THE DATA START

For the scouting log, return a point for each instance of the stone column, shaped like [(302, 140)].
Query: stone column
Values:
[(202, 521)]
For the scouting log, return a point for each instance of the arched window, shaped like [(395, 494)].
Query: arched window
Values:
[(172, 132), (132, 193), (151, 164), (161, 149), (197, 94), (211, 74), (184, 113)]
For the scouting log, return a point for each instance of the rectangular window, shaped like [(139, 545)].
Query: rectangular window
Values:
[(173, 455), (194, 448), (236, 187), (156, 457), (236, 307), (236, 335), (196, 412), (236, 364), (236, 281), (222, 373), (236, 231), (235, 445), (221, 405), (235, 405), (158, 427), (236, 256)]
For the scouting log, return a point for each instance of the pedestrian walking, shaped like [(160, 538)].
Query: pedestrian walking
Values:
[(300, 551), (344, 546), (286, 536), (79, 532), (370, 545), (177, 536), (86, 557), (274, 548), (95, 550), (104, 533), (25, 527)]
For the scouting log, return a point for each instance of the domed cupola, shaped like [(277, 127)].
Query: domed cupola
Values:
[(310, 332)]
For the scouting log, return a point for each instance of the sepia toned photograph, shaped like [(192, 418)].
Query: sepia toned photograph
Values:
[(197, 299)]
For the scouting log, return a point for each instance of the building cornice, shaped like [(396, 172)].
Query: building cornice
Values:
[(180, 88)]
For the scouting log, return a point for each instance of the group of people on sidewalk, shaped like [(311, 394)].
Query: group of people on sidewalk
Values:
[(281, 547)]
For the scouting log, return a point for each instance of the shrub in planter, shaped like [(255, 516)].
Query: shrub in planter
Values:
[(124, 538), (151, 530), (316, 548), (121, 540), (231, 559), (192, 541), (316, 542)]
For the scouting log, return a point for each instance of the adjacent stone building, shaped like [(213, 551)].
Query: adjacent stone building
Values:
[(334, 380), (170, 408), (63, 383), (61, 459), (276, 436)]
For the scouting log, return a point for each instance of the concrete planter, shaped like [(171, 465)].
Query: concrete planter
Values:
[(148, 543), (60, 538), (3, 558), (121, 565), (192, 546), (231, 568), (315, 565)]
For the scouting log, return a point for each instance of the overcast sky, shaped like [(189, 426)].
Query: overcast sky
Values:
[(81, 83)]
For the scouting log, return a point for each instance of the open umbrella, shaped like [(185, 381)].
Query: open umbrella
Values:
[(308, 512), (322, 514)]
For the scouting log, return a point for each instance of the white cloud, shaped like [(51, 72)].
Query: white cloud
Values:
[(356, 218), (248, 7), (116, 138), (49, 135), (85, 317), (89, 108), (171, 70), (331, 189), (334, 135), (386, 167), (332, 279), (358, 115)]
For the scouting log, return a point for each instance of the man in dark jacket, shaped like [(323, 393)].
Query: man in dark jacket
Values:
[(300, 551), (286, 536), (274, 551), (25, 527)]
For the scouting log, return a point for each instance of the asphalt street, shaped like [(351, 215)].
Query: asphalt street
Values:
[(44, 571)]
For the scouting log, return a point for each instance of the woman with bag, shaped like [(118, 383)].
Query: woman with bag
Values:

THE DATA END

● **HOW TO COMPLETE THIS TASK**: Only the lines from the one containing "like [(255, 516)]." through the one containing "like [(213, 551)]." are to be retyped, both boundary lines included, with no other material.

● **ANSWER SECTION**:
For the scouting log, return a point for each instance of the shrub in planter, shaped like [(255, 516)].
Query: shrub in planter
Values:
[(124, 538), (151, 530), (316, 548), (121, 540), (231, 559), (192, 541), (316, 542)]
For the scouting log, return a point for each instance of the adjacent stone building, shaped like [(213, 551)].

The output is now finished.